Data to examine –
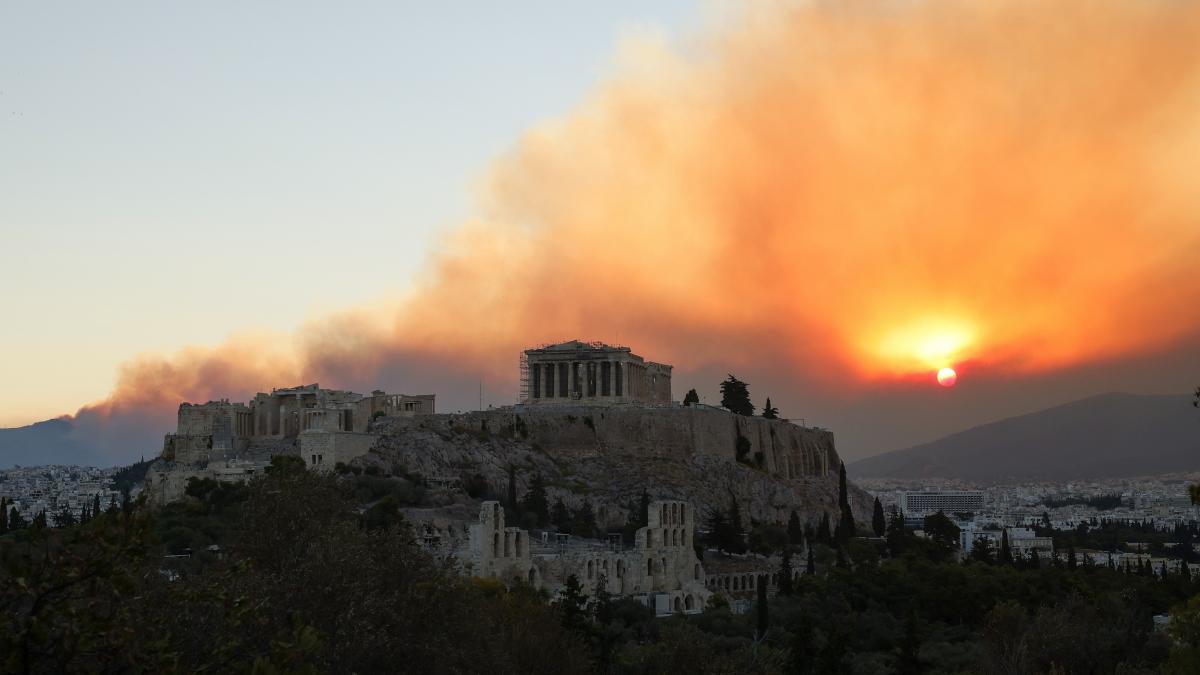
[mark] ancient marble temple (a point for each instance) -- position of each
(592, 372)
* * *
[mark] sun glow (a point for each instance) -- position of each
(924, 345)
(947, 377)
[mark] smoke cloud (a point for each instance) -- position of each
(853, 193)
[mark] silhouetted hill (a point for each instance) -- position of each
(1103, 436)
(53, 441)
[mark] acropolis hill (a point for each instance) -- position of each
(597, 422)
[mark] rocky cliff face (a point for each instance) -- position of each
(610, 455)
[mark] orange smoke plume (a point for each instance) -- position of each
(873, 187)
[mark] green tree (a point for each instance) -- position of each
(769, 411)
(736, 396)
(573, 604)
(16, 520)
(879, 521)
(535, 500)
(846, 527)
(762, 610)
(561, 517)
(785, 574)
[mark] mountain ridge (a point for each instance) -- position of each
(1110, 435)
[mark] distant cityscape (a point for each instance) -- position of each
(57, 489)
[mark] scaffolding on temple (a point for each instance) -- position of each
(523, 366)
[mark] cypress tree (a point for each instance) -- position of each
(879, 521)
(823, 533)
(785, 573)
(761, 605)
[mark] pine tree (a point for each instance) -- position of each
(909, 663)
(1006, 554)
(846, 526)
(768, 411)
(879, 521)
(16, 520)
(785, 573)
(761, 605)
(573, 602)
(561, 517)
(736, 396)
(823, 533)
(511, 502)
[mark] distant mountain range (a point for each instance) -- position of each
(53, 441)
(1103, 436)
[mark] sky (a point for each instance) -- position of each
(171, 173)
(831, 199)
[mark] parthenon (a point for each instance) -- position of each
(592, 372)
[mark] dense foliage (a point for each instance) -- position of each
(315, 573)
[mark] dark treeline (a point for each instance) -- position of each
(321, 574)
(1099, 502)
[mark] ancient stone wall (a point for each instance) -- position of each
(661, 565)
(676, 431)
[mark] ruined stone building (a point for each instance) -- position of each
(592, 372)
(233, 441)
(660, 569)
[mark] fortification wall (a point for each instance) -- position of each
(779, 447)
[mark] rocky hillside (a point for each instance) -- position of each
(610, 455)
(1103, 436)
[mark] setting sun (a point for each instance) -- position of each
...
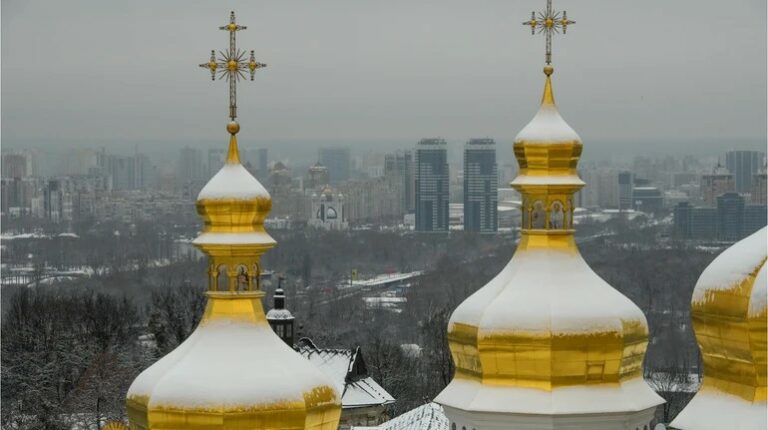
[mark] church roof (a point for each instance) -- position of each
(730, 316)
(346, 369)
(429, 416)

Exercise description – Look above for the line with "[mark] ruined stone"; retype exactly that line, every line after it up to the line with "[mark] setting sun", and that line too, nothing else.

Your solution –
[mark] ruined stone building (a point for each instance) -- position of each
(592, 372)
(233, 441)
(660, 569)
[mark] fortification wall (a point for each instance) -- position of each
(779, 447)
[mark] rocky hillside (a point for each instance) -- position of each
(610, 455)
(1103, 436)
[mark] setting sun (a point for each instance) -- position of each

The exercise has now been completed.